Entries from a dataset:
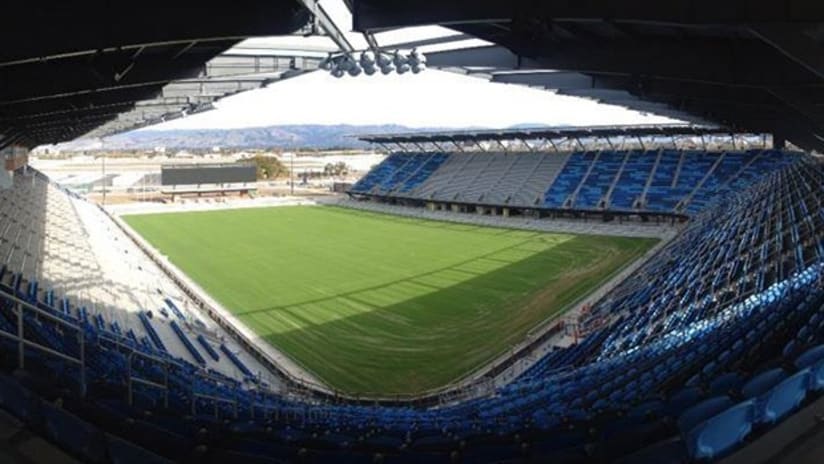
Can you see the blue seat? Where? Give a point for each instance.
(124, 452)
(810, 357)
(702, 411)
(785, 397)
(762, 383)
(817, 376)
(721, 432)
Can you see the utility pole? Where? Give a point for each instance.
(104, 178)
(292, 173)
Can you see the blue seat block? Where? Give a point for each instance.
(762, 383)
(702, 411)
(810, 357)
(785, 397)
(721, 432)
(817, 376)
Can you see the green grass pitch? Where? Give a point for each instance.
(379, 304)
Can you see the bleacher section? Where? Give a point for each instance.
(64, 252)
(659, 181)
(714, 341)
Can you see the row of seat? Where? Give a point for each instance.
(652, 181)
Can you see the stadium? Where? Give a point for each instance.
(618, 293)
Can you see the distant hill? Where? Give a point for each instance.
(285, 137)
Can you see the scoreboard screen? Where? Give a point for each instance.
(193, 174)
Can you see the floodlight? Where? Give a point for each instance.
(346, 63)
(398, 60)
(416, 58)
(327, 63)
(355, 70)
(367, 59)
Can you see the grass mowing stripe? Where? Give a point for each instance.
(383, 304)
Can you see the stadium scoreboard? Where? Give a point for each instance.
(193, 174)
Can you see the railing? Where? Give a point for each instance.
(217, 401)
(131, 379)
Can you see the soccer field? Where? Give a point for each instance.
(371, 303)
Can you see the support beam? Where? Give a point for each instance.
(790, 40)
(325, 22)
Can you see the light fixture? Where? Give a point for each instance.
(370, 62)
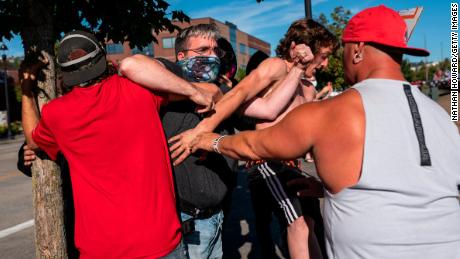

What to produce - Copy all of the entries above word for word. Leave the pictures out of your answer.

Complete output -
Can you see the blue seat? Where? Give a point for each instance.
(124, 452)
(810, 357)
(702, 411)
(785, 397)
(762, 383)
(817, 376)
(721, 432)
Can you see the utility pole? Where? Give a point for each instance.
(104, 178)
(292, 173)
Can you see the blue seat block? Where? Give a point for each instance.
(762, 383)
(702, 411)
(810, 357)
(785, 397)
(721, 432)
(817, 376)
Can you see the green grass pitch? Where? Give a point for each instance.
(379, 304)
Can you see the bleacher section? Where? Give a point for each instance.
(64, 252)
(659, 181)
(714, 341)
Can you see the row of seat? Where? Give a point for each instance.
(652, 181)
Can you see the stadium? Where? Give a point for each instance.
(618, 293)
Can you see the distant hill? Where? Give a point for each instance.
(285, 137)
Can you see the scoreboard screen? Where? Give a point for each instance.
(193, 174)
Can you see the floodlight? Where? Give a point for each instance.
(346, 63)
(398, 60)
(416, 58)
(327, 63)
(355, 70)
(367, 59)
Can you see the grass mowing stripe? Where? Give a point for each instance.
(383, 304)
Can you see the stadium scoreboard? Where? Give a point for each instance.
(193, 174)
Can you see the railing? Where? Give a point for each instance.
(217, 401)
(131, 379)
Can you see the soccer field? Where? Give a point for each instance.
(371, 303)
Can you see the support beam? Where? Give a point for each instance.
(790, 40)
(325, 22)
Can you see the light fixture? Where? Give a point for each instance.
(370, 62)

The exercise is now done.